HOW TO COMPLETE THIS TASK
Before answering, work out how many lines below contain the string "building"; the reply is that number alone.

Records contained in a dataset
Content starts

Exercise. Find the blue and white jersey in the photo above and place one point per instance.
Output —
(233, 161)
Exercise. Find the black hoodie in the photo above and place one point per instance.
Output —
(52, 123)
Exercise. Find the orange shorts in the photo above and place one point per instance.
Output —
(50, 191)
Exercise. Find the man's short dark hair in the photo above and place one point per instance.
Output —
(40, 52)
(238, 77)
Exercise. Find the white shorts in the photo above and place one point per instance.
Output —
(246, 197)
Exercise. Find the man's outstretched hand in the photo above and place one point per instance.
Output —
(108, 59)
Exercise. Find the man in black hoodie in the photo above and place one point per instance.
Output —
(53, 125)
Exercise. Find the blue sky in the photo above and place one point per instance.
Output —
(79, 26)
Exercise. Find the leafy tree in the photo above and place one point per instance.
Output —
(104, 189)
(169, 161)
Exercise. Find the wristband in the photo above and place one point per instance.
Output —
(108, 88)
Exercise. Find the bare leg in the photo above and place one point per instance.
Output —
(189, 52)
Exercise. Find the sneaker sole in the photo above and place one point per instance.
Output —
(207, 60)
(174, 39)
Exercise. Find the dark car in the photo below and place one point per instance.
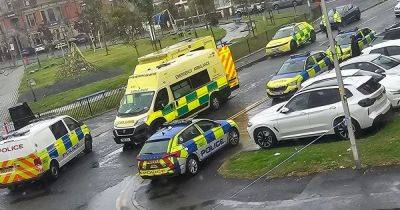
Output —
(349, 13)
(79, 39)
(28, 51)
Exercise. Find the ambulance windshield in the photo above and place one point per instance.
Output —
(135, 103)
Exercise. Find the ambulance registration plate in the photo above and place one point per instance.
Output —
(125, 140)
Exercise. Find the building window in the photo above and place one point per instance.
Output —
(52, 16)
(31, 20)
(44, 17)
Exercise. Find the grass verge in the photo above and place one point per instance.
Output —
(378, 149)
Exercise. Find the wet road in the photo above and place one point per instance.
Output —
(94, 181)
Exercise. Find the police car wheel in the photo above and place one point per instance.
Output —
(215, 102)
(192, 166)
(233, 137)
(88, 144)
(265, 138)
(54, 170)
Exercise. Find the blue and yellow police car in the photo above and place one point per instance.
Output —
(179, 147)
(294, 71)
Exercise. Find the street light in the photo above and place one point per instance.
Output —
(341, 87)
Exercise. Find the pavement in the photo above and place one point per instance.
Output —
(97, 180)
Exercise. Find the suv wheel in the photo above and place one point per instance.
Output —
(341, 128)
(265, 138)
(192, 166)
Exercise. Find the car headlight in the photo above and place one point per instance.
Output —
(141, 121)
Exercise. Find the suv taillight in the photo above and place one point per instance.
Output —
(366, 102)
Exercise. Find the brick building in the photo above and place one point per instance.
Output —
(23, 20)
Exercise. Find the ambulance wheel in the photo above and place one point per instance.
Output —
(233, 137)
(215, 102)
(88, 144)
(313, 36)
(54, 170)
(293, 46)
(192, 166)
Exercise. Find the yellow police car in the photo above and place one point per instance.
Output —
(179, 147)
(294, 71)
(365, 36)
(289, 37)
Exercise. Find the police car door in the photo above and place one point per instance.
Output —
(213, 135)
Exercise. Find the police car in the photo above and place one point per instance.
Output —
(294, 71)
(289, 37)
(179, 147)
(365, 37)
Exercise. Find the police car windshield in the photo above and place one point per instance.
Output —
(386, 62)
(135, 103)
(292, 66)
(155, 147)
(284, 32)
(343, 39)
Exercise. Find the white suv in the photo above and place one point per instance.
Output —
(391, 82)
(317, 109)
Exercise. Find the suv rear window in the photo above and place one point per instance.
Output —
(369, 87)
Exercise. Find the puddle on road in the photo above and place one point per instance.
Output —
(109, 160)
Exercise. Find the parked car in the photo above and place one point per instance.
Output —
(294, 71)
(28, 51)
(279, 4)
(365, 37)
(317, 110)
(397, 10)
(377, 63)
(389, 48)
(391, 83)
(349, 13)
(40, 48)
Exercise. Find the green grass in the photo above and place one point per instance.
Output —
(121, 57)
(378, 149)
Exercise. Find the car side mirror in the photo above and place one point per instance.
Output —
(284, 110)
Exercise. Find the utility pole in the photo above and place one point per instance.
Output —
(341, 87)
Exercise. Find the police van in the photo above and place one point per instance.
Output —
(41, 148)
(174, 51)
(178, 89)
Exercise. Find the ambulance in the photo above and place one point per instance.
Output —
(167, 54)
(177, 89)
(41, 148)
(174, 51)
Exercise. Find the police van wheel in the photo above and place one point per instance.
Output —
(233, 137)
(293, 46)
(313, 37)
(88, 144)
(192, 166)
(265, 138)
(54, 170)
(215, 102)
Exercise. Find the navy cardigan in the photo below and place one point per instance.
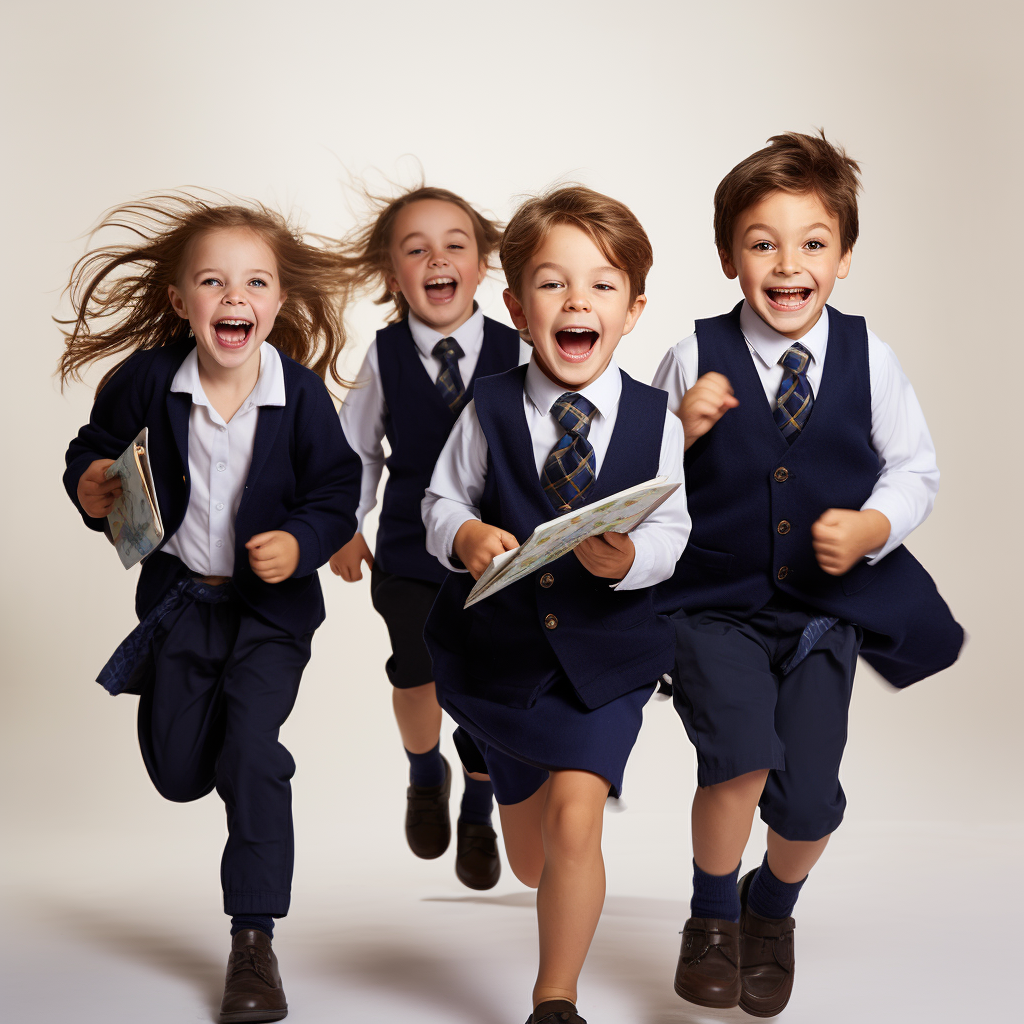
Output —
(303, 479)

Content ends

EXPECTED ANSWER
2